# [TASK GOAL]
Your answer must consist of exactly the lines below, starting with the line with "Target: ski pole shaft" and going on through the line with "the orange ski", and nothing else.

# [RECORD EXTRACTS]
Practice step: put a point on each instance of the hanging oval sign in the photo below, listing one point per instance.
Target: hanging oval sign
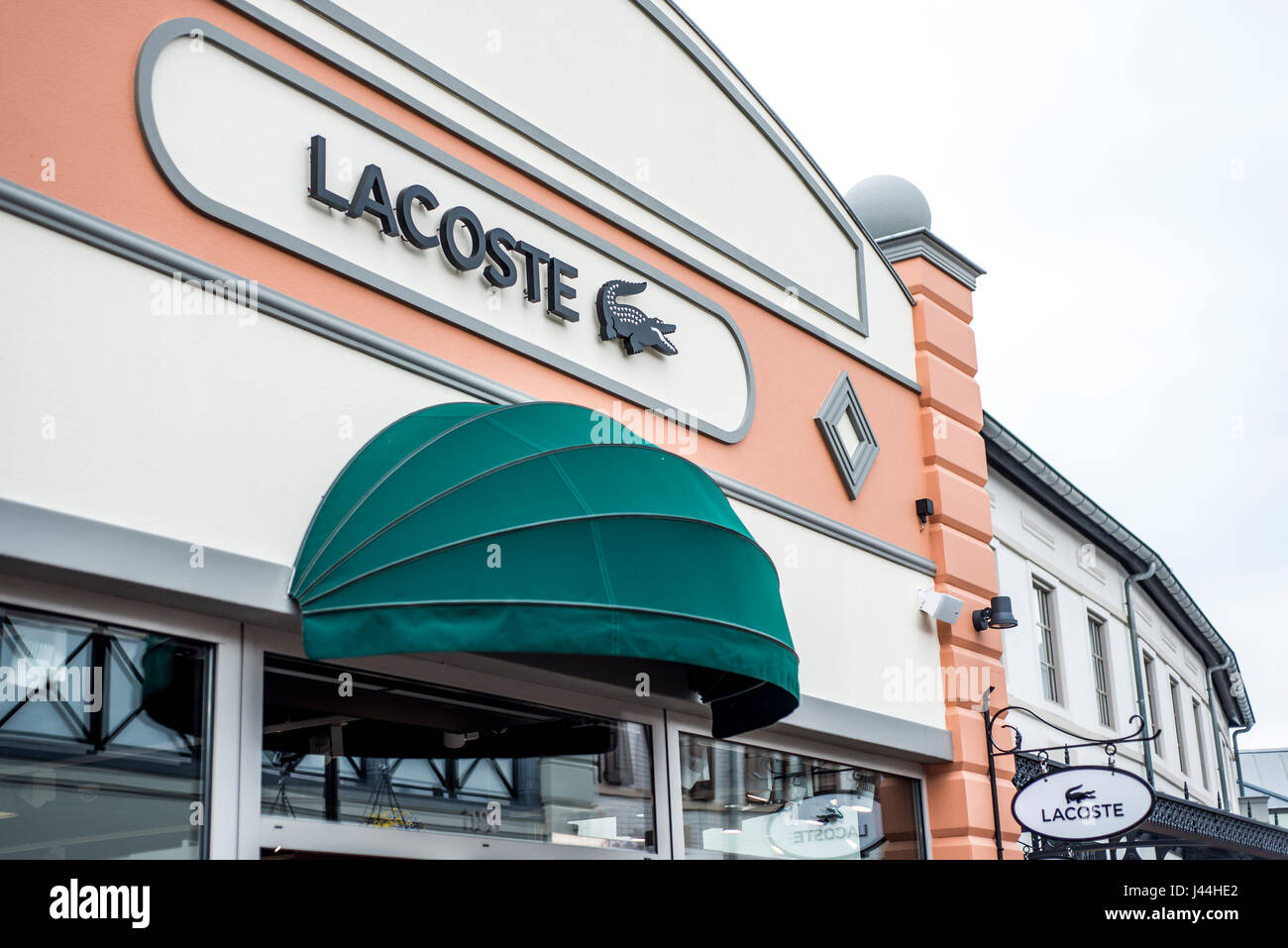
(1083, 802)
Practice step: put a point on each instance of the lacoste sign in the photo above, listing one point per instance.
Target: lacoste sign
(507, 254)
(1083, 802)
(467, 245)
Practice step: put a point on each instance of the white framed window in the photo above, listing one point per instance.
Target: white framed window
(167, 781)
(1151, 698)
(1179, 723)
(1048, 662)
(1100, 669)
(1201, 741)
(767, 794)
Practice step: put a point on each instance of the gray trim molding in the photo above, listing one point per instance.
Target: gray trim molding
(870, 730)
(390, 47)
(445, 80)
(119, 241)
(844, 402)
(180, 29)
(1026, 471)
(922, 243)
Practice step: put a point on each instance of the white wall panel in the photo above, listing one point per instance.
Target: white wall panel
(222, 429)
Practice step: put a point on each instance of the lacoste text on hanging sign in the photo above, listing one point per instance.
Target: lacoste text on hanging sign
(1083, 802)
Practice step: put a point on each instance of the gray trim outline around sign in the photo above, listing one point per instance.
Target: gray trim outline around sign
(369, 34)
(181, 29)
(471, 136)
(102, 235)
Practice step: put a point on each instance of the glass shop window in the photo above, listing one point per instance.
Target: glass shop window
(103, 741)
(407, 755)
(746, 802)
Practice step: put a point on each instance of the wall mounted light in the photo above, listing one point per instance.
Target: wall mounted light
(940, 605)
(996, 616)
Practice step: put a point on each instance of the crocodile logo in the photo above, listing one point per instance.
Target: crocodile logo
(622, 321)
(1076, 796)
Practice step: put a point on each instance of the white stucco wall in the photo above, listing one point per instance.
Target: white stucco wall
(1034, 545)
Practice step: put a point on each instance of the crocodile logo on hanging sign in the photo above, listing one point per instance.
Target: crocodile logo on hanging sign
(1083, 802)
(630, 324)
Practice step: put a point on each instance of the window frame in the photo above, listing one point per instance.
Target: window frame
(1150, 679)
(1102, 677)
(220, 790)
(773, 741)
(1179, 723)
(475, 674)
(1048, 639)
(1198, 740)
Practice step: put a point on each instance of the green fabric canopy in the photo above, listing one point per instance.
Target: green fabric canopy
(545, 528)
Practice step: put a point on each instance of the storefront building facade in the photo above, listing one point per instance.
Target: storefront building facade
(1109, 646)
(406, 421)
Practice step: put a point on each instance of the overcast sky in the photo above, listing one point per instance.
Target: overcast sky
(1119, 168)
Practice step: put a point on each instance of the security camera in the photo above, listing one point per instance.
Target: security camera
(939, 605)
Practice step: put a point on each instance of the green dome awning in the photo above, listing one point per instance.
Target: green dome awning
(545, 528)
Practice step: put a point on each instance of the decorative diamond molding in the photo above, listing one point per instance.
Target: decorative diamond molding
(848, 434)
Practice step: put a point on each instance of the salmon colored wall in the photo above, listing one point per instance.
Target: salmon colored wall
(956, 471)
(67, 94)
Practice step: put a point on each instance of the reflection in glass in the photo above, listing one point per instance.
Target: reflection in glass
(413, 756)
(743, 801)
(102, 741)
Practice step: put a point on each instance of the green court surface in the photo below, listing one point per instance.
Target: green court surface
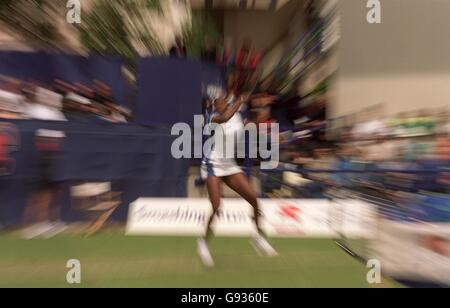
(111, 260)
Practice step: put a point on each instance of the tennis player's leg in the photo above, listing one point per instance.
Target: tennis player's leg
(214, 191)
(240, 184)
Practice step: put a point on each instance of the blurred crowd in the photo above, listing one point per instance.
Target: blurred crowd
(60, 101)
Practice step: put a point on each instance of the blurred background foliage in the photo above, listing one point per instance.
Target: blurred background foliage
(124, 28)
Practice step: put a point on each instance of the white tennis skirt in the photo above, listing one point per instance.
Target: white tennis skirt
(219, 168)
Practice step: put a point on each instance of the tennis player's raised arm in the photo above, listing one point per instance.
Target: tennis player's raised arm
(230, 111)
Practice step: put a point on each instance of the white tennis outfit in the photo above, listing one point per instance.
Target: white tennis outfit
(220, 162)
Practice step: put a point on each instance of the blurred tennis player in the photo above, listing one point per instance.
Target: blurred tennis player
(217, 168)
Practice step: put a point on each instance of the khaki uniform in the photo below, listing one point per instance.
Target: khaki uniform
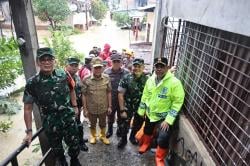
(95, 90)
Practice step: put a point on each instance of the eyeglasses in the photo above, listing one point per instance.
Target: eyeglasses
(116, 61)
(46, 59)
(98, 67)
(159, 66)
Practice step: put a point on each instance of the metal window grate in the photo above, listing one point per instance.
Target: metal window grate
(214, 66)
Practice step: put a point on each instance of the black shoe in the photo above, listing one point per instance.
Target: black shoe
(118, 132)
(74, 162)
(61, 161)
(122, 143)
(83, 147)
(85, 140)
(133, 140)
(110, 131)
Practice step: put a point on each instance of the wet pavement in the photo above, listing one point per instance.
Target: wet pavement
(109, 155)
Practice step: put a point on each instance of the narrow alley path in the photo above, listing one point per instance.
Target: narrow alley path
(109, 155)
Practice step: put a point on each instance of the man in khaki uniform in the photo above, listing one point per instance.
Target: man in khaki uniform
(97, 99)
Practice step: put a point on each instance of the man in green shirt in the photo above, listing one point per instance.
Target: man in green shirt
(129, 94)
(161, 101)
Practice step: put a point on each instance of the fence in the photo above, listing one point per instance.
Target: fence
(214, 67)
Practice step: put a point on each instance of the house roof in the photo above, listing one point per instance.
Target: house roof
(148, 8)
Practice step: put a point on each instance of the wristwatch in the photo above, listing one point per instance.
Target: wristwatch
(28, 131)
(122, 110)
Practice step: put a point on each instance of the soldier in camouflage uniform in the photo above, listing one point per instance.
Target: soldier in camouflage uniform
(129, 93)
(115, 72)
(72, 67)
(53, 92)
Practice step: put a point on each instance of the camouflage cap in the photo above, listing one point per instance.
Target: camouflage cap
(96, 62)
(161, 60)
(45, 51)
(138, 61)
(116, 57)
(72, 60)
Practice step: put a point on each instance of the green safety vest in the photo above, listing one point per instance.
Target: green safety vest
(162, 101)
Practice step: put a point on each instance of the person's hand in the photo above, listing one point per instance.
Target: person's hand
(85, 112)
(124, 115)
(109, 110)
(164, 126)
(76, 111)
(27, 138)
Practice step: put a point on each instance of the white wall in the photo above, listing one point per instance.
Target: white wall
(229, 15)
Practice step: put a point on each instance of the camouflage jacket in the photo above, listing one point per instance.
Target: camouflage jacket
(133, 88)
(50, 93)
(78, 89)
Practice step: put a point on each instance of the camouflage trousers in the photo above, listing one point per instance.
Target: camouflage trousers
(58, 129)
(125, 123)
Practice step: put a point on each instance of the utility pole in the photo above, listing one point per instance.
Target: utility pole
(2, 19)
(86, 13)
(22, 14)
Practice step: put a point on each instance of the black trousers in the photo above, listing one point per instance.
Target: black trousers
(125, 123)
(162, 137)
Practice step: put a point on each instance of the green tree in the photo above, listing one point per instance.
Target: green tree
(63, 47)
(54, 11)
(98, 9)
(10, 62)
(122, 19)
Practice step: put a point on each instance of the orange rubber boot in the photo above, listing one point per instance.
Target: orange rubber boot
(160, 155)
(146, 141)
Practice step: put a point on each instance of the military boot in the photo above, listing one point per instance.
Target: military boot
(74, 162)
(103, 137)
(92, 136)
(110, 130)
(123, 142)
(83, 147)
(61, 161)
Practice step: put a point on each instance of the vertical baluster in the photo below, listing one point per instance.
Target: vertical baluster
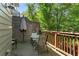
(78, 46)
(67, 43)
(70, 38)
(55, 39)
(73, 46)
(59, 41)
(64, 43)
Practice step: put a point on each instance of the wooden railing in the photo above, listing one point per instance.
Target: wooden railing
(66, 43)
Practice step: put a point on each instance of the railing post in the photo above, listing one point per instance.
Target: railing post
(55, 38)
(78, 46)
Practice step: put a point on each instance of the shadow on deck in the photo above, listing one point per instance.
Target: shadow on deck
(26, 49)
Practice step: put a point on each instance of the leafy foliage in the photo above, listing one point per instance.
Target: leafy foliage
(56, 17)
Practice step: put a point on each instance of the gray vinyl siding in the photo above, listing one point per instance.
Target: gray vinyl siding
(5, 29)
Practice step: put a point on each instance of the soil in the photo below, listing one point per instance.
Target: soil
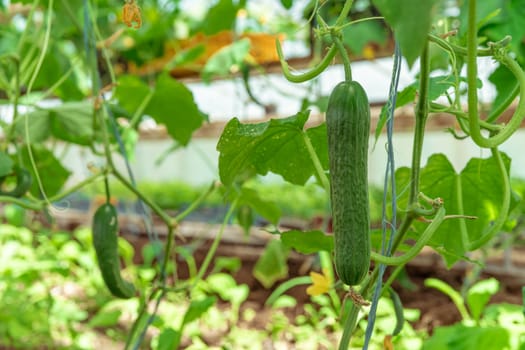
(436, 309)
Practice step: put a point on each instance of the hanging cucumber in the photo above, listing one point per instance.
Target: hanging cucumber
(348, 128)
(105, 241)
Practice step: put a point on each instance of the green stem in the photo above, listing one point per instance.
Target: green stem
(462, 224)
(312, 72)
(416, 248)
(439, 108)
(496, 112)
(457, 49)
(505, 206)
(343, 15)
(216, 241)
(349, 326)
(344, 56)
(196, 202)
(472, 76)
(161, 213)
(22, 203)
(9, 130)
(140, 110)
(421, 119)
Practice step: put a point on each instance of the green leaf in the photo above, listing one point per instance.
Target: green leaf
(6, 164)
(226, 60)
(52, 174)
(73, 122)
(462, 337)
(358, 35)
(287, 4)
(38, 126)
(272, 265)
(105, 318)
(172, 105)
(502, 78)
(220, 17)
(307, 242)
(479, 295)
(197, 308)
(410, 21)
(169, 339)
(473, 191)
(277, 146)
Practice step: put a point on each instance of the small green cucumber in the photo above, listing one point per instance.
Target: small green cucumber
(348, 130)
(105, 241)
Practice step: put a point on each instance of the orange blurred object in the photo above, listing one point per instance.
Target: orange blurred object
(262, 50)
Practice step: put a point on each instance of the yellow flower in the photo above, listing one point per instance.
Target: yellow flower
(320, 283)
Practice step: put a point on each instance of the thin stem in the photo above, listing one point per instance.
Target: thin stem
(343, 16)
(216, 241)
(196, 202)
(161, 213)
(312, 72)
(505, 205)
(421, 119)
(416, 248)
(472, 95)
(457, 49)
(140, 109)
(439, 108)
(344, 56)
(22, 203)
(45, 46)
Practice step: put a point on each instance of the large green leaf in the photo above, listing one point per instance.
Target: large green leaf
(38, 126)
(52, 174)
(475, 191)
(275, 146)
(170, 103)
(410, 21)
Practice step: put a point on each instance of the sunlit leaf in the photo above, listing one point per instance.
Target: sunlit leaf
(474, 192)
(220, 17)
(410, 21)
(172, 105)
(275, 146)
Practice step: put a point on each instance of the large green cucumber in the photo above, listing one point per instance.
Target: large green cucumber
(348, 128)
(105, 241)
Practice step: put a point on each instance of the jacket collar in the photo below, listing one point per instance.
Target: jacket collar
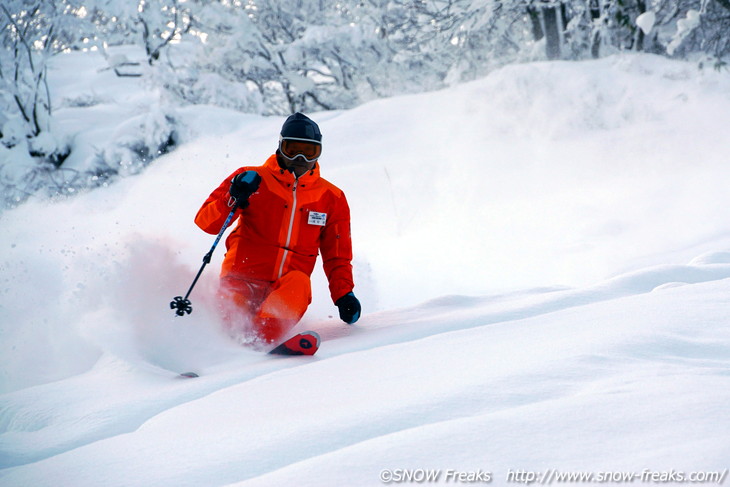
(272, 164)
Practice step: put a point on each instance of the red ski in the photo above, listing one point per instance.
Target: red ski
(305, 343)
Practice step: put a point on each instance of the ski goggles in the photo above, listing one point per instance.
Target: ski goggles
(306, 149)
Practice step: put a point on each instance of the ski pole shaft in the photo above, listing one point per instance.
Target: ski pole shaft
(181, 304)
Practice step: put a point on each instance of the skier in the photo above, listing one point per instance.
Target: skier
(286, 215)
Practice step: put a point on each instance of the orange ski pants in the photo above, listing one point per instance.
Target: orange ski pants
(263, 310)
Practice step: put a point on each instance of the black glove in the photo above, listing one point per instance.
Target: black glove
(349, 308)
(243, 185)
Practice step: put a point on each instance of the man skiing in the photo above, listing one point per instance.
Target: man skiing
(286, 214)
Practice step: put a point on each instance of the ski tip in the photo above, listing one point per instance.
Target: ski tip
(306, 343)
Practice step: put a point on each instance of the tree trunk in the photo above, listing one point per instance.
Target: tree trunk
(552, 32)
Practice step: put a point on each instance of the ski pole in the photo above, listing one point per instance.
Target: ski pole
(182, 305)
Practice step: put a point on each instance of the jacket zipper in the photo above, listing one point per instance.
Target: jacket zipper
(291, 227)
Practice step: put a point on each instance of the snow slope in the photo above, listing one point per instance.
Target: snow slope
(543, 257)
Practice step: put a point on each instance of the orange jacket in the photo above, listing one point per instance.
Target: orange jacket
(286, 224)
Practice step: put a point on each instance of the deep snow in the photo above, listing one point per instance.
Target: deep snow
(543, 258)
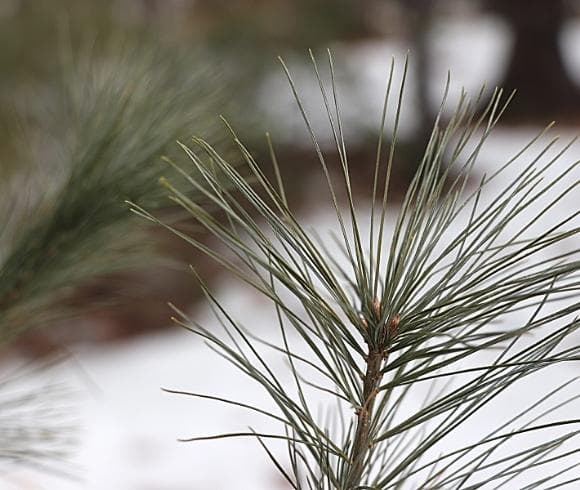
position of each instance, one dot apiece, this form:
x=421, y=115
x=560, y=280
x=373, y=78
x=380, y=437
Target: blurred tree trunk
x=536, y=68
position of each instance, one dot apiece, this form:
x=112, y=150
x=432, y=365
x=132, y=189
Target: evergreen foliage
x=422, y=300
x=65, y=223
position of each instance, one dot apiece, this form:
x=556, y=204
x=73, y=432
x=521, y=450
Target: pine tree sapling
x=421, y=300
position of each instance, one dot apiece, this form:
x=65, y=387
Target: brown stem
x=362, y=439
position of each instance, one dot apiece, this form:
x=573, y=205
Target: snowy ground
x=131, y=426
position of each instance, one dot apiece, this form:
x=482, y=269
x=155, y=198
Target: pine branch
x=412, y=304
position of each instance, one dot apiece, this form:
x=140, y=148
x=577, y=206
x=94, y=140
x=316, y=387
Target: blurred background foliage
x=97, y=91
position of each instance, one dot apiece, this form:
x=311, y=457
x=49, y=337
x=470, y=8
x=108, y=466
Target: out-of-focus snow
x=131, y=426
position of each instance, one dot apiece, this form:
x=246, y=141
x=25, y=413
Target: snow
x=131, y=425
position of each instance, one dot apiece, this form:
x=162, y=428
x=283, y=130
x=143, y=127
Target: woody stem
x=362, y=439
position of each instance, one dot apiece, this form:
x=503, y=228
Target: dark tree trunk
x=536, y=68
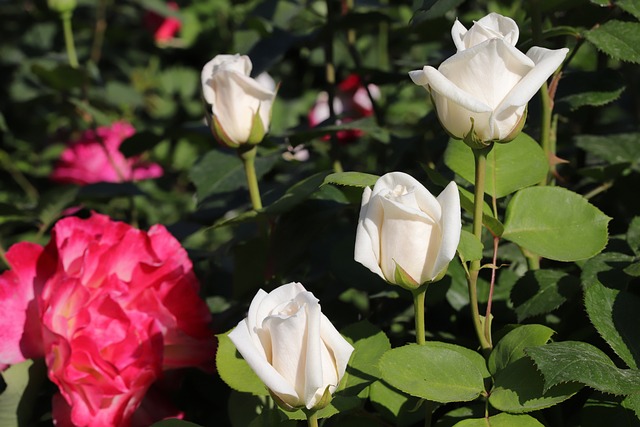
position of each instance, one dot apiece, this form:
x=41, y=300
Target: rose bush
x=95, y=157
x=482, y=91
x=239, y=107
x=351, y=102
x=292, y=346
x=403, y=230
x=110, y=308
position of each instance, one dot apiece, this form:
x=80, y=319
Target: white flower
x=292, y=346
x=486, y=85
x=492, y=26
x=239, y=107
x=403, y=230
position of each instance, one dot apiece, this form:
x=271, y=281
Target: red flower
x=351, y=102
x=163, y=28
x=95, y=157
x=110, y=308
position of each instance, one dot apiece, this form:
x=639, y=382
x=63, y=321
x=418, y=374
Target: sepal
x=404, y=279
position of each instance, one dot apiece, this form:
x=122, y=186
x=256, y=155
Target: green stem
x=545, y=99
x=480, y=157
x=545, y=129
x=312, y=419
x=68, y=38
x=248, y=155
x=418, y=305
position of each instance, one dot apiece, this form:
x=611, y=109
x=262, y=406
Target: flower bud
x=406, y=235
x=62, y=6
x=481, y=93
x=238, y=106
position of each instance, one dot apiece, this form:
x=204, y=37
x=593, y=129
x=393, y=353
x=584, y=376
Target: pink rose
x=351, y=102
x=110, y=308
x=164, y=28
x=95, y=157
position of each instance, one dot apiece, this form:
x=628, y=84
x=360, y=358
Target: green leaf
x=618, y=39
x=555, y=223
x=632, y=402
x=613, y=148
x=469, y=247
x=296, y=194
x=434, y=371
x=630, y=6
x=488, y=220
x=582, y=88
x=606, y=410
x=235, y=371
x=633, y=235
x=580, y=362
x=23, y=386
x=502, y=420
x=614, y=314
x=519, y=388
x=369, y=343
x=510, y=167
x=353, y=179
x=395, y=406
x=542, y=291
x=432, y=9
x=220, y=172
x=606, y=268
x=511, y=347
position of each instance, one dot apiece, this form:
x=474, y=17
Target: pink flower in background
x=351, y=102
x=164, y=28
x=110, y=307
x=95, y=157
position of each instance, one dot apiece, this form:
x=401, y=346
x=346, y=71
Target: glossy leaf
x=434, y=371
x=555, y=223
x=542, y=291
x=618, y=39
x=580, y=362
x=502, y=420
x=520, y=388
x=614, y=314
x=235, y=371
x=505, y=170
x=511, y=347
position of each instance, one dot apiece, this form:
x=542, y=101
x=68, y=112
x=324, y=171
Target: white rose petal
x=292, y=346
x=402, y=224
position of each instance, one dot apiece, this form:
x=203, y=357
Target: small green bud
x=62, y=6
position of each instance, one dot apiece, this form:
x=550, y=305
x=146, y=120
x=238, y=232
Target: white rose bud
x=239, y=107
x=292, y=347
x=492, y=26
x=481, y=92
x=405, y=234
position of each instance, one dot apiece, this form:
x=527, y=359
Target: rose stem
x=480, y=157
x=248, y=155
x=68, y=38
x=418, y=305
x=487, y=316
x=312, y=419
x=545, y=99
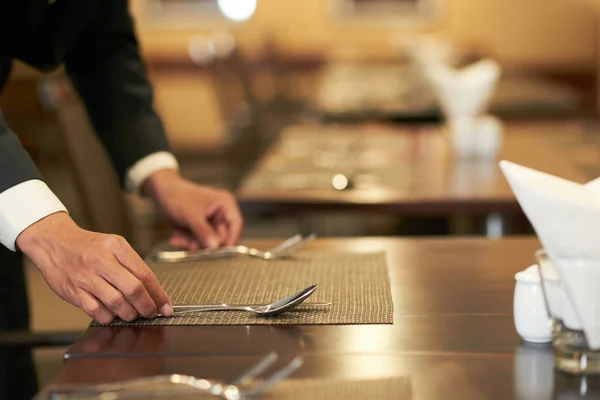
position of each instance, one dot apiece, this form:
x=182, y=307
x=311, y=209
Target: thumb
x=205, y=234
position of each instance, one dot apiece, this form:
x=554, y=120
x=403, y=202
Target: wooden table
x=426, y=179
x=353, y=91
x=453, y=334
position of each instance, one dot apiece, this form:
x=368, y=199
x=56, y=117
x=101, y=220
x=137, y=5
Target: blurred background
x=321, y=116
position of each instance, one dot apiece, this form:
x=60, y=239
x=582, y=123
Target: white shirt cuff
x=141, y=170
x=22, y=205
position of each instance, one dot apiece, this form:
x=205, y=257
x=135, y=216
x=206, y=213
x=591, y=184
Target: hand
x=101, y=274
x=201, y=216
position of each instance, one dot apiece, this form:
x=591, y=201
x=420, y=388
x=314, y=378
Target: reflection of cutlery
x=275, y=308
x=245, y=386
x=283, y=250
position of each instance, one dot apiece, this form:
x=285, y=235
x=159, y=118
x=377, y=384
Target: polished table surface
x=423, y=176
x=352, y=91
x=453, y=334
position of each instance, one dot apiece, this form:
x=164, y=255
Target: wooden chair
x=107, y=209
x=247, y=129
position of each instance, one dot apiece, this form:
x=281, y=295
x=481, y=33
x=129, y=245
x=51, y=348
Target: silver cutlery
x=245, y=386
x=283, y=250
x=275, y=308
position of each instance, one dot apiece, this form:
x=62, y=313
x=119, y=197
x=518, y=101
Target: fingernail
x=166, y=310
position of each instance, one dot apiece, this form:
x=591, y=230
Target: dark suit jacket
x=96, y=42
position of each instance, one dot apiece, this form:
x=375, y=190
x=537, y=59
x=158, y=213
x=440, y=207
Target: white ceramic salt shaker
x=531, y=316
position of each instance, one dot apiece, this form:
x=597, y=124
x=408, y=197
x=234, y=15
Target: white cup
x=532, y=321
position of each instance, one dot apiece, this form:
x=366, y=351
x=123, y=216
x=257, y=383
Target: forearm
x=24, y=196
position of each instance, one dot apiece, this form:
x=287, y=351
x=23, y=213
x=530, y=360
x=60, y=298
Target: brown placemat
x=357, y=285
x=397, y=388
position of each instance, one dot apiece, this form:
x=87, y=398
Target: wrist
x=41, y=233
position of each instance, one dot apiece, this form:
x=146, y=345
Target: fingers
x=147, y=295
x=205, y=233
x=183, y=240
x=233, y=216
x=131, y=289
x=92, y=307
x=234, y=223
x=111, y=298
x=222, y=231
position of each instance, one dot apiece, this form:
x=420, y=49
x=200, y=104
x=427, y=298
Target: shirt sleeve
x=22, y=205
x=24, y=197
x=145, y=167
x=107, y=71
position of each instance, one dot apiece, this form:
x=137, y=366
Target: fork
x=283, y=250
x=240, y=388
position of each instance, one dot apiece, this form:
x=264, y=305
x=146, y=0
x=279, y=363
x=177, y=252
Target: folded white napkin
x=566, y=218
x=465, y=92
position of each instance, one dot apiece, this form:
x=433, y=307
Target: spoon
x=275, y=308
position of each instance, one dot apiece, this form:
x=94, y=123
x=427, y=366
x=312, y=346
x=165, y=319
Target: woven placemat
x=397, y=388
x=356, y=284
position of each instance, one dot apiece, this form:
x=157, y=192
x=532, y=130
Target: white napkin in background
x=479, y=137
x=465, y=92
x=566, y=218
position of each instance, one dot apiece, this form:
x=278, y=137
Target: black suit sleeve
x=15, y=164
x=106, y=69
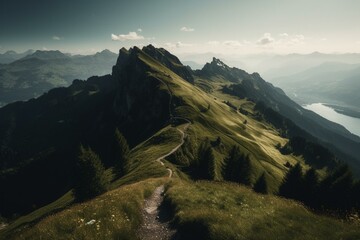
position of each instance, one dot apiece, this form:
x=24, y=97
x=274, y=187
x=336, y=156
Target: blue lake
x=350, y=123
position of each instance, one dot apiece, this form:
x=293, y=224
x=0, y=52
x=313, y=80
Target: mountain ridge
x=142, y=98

# [ANSWER TO THIS TASK]
Target: ski pole shaft
(181, 304)
Practice step: put a point on each instance of the skier in the photo above, listing one point per instance.
Target: skier
(286, 215)
Practice step: put a point on each instance of the orange ski pants in the photo above, listing one point per instance.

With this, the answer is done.